------ Text passage ------

1. Field of Invention
The present invention relates to binary optical compounds and, more specifically, to a preparation of proteorhodopsin that may transition between binary optical states.
2. Description of Prior Art
Proteorhodopsin (PR) is the general name for a class of closely-related photoactive proteins isolated from marine organisms referred to as the γ-proteobacteria, or group SAR86. This class of protein has been shown to be remarkably similar to the related photoactive protein isolated from Halobacterium salinarum, bacteriorhodopsin (BR), sharing a homologous structure, chromophore, and light-driven proton-pumping activity. Like bacteriorhodopsin, proton pumping in the proteorhodopsins results after the all-trans retinal chromophore absorbs light and isomerizes to 13-cis, which in turn stimulates a characteristic response in the protein, referred to as a photocycle. The photocycle is composed of a number of transient protein intermediates, each spectrally and temporally distinct. Although not identical and somewhat slower, the proteorhodopsin photocycle contains analogs to the K, L, M, and N/O intermediates of the bacteriorhodopsin photocycle. The biophysical nature of these intermediates remains uncertain, although similarities to those in bacteriorhodopsin are assumed, especially in light of the level of conserved amino acids. However, comparisons between these two protein families are limited and should be viewed with caution, considering differences in both the native environment and host organism. It is also important to note that at this time all proteorhodopsin is produced recombinantly by expression of the protein in E. coli. As such, the protein's morphology is different from the most commonly used form of bacteriorhodopsin, i.e., purple membrane. The purple membrane is the plasma membrane and protein construct that is isolated directly from the host organism, Halobacterium salinarum. Therefore, BR remains imbedded in its native membrane, whereas proteorhodopsin isolated from E. coli is detergent solubilized, which is advantageous to many device applications.
To date, two primary classes of proteorhodopsins have been found, green and blue, characterized by the region of the visual spectrum containing each protein's respective absorption maximum. The green proteorhodopsins (BAC31A8 and related) were the first to be described, having a resting state absorption maximum at about 520 nm (at pH>8, 540 nm at pH<7). The blue proteorhodopsins (HOT75M1 and related) have a resting state absorption maximum of about 490 nm (high pH, ˜530 nm at low pH). This variation in spectral sensitivity has been strongly correlated to the marine depths at which the host organisms reside, with the blue proteorhodopsins being found at greater depths than the green.

------

• **Task brief**:
According to the proteorhodopsin passage, what is the resting state absorption maximum of the green proteorhodopsins at pH above 8?

------ Dataset entries ------

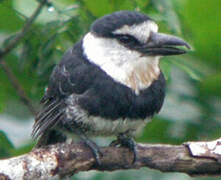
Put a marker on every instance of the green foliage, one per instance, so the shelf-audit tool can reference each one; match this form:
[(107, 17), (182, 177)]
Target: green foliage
[(192, 108)]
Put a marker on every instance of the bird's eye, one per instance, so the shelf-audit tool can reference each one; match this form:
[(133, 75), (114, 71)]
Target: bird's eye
[(127, 39)]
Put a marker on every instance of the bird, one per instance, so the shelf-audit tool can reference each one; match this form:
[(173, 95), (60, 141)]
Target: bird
[(108, 84)]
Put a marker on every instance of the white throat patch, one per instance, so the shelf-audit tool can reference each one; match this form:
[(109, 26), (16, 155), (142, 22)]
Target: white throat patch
[(122, 64)]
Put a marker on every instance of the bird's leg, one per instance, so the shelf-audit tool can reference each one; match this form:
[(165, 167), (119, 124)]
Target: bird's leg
[(93, 146), (126, 141)]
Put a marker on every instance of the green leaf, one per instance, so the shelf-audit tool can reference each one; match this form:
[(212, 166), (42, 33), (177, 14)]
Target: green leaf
[(10, 20), (211, 86), (5, 145)]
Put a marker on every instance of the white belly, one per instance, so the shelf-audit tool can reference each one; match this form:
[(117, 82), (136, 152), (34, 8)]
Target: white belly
[(106, 127)]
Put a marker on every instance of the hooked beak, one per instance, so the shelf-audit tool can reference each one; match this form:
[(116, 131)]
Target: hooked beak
[(164, 45)]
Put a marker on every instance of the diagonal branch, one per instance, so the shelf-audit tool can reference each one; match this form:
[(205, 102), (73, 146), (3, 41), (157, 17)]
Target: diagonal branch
[(60, 160), (14, 42), (18, 88)]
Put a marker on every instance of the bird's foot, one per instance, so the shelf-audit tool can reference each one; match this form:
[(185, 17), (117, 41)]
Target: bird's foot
[(125, 141), (95, 150)]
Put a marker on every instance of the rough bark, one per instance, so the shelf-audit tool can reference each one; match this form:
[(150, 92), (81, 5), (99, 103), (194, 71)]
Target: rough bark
[(60, 160)]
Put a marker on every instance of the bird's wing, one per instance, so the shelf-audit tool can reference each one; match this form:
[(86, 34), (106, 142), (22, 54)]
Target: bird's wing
[(69, 77)]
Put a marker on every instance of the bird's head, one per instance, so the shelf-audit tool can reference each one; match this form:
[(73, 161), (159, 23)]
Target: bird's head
[(127, 46)]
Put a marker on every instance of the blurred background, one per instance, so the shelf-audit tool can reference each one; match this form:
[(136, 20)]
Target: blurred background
[(192, 109)]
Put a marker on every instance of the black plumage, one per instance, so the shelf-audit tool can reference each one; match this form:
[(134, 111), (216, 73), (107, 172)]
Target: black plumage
[(83, 97), (99, 94)]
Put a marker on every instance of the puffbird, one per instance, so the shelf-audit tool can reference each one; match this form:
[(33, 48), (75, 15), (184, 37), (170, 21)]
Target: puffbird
[(109, 83)]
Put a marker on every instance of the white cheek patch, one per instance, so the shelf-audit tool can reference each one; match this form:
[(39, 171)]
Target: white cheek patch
[(140, 31), (124, 65)]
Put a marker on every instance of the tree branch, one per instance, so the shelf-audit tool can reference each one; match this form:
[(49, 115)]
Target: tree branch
[(14, 42), (60, 160)]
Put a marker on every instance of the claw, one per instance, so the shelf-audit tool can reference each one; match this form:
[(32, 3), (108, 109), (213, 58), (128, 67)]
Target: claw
[(95, 150), (128, 142), (93, 146)]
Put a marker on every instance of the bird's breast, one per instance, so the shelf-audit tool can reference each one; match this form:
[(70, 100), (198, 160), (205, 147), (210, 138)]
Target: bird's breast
[(105, 127)]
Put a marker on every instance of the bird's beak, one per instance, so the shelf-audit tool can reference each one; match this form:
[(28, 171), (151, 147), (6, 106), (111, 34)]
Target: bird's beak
[(163, 45)]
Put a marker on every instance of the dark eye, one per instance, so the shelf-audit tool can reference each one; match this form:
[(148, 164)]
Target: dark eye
[(127, 39)]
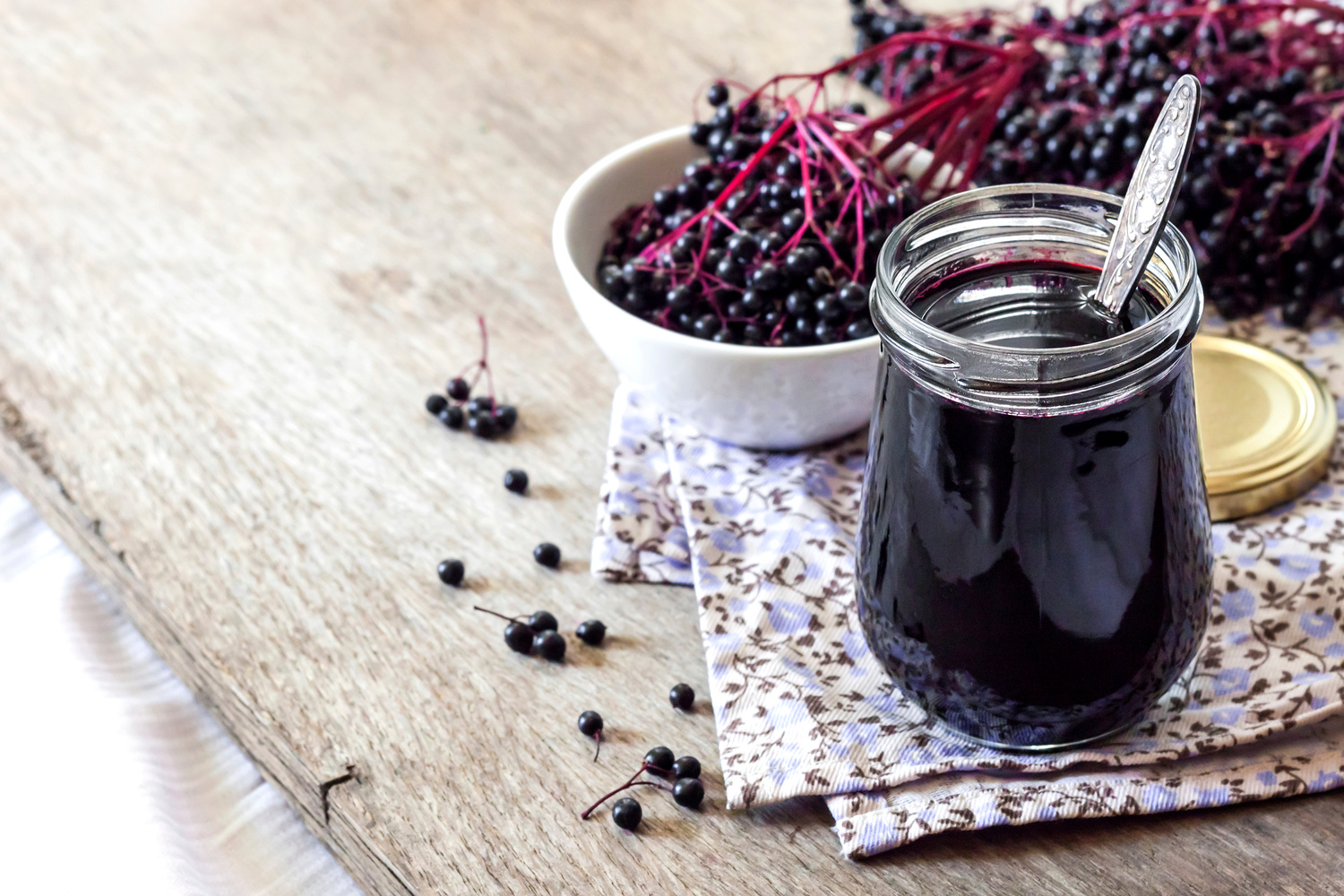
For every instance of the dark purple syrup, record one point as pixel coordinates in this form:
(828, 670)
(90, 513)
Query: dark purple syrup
(1034, 581)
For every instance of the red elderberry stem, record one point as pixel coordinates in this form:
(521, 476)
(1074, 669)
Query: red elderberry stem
(632, 782)
(497, 614)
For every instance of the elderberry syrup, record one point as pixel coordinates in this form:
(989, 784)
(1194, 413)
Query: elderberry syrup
(1034, 546)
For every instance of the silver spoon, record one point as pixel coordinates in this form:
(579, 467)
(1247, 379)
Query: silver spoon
(1148, 202)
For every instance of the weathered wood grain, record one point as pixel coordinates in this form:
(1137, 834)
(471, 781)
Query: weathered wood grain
(241, 241)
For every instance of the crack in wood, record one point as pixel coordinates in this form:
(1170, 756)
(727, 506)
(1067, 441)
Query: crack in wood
(324, 790)
(13, 426)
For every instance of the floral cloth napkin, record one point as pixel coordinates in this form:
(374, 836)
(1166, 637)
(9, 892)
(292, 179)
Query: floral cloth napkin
(801, 705)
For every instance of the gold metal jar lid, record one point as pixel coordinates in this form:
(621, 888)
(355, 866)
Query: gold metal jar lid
(1266, 426)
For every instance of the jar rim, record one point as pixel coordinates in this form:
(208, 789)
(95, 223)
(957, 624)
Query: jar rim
(1183, 293)
(1024, 223)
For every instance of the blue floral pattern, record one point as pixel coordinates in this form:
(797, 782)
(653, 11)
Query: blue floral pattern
(766, 540)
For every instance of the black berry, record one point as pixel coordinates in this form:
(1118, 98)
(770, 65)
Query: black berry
(452, 417)
(550, 645)
(682, 696)
(660, 758)
(518, 635)
(591, 632)
(505, 416)
(626, 813)
(590, 723)
(481, 426)
(685, 767)
(451, 573)
(547, 555)
(543, 621)
(688, 793)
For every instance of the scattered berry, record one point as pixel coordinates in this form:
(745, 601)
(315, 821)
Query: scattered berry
(451, 573)
(515, 481)
(480, 414)
(518, 635)
(590, 726)
(685, 767)
(626, 813)
(543, 621)
(452, 417)
(481, 426)
(660, 758)
(688, 793)
(505, 416)
(682, 696)
(550, 645)
(547, 555)
(591, 632)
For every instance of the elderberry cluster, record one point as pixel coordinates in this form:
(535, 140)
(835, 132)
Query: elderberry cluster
(539, 634)
(480, 414)
(687, 788)
(1260, 202)
(481, 417)
(757, 250)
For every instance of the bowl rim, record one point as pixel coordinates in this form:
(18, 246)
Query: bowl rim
(564, 261)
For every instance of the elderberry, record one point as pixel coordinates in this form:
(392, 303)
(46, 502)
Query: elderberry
(452, 417)
(688, 793)
(685, 767)
(518, 635)
(547, 555)
(660, 758)
(626, 813)
(682, 696)
(550, 645)
(515, 481)
(481, 426)
(590, 723)
(543, 621)
(1089, 91)
(451, 573)
(591, 632)
(505, 416)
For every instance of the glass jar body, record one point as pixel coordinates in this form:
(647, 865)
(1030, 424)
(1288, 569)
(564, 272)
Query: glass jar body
(1034, 546)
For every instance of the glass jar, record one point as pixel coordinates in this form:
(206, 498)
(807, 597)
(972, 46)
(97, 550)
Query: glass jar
(1034, 544)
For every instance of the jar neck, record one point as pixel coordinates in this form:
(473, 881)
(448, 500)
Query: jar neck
(1023, 225)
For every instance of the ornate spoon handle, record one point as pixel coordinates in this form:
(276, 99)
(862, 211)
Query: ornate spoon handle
(1148, 202)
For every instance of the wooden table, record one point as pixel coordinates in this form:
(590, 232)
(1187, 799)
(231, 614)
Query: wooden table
(241, 242)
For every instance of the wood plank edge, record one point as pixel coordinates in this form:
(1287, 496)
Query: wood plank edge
(27, 465)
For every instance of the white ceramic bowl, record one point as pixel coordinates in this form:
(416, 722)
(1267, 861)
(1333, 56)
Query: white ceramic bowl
(771, 398)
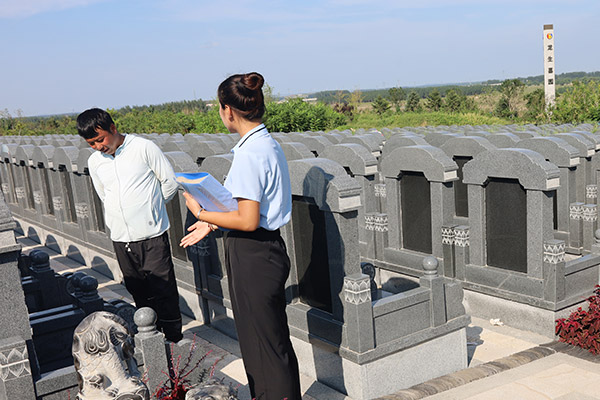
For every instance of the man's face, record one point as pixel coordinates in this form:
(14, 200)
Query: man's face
(106, 141)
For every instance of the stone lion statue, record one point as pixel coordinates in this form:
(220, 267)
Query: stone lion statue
(103, 356)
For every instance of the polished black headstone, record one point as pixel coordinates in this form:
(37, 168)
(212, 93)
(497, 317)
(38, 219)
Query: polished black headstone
(312, 259)
(416, 212)
(461, 203)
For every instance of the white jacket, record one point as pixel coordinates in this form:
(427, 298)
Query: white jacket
(134, 186)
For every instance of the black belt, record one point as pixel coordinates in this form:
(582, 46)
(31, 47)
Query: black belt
(261, 234)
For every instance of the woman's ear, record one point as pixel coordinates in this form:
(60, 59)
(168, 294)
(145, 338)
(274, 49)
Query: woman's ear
(229, 113)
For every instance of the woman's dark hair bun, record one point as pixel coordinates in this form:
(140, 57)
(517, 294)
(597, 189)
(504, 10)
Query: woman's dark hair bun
(253, 81)
(244, 93)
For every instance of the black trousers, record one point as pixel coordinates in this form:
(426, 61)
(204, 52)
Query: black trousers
(149, 276)
(257, 268)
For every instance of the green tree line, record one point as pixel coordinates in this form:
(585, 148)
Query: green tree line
(511, 101)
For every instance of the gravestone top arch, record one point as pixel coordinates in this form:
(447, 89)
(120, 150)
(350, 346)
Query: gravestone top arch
(554, 149)
(432, 161)
(353, 155)
(466, 146)
(529, 167)
(326, 182)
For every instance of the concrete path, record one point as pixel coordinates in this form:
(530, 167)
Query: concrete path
(504, 363)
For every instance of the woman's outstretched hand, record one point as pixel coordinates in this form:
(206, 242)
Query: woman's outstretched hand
(191, 204)
(198, 231)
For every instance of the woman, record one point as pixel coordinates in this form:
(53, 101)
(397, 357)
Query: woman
(256, 258)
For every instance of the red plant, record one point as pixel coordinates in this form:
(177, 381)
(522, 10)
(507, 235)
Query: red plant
(178, 384)
(582, 328)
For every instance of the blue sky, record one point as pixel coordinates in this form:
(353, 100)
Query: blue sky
(62, 56)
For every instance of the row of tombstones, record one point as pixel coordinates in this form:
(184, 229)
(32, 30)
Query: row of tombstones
(489, 214)
(414, 197)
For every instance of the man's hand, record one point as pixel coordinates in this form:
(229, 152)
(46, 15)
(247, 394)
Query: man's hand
(198, 231)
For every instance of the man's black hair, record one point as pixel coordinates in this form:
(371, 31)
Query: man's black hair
(92, 119)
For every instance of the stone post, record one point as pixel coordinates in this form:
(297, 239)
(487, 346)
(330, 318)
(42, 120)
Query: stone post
(596, 245)
(89, 300)
(15, 370)
(358, 313)
(590, 218)
(40, 270)
(151, 344)
(448, 250)
(380, 196)
(554, 270)
(461, 251)
(435, 284)
(377, 223)
(591, 194)
(575, 225)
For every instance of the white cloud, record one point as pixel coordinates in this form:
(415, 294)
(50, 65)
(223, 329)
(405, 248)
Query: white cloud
(27, 8)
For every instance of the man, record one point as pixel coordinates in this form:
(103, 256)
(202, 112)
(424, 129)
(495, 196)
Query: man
(134, 180)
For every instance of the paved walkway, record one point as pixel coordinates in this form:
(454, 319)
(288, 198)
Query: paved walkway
(504, 363)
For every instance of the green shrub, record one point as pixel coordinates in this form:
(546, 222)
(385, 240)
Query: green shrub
(297, 115)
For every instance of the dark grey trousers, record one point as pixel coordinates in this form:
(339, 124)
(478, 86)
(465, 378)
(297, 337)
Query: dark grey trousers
(257, 268)
(149, 276)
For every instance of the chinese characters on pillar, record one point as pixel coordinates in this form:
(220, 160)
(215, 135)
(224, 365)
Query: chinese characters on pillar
(549, 79)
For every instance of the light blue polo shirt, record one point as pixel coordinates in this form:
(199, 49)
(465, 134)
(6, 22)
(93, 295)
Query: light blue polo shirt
(259, 172)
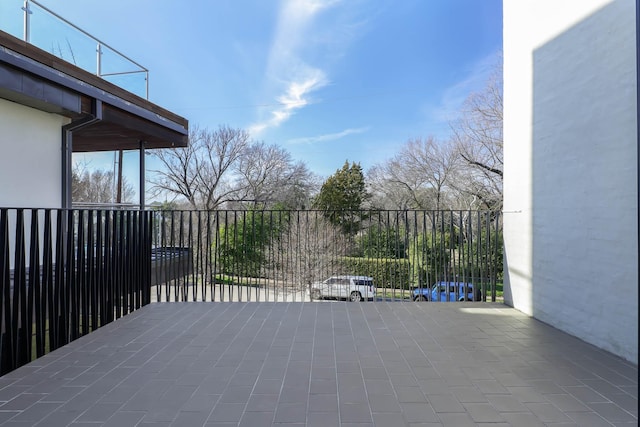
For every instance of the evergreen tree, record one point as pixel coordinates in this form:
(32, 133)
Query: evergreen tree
(342, 197)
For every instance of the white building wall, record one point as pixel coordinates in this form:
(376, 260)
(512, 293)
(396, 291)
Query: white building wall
(31, 159)
(570, 184)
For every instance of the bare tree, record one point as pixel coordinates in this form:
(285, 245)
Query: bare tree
(478, 137)
(268, 175)
(97, 186)
(418, 177)
(309, 249)
(201, 172)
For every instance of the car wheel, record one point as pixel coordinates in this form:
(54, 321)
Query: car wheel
(355, 296)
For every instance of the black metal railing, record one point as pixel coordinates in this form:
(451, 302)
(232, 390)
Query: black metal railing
(65, 273)
(278, 255)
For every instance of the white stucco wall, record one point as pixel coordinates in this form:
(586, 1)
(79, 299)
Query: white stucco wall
(30, 164)
(570, 183)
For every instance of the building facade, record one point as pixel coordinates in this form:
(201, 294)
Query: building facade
(571, 167)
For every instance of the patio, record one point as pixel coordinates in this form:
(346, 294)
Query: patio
(323, 364)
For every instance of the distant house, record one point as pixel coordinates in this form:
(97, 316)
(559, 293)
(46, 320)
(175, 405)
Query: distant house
(571, 167)
(50, 108)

------

• **Final answer**:
About 520 nm.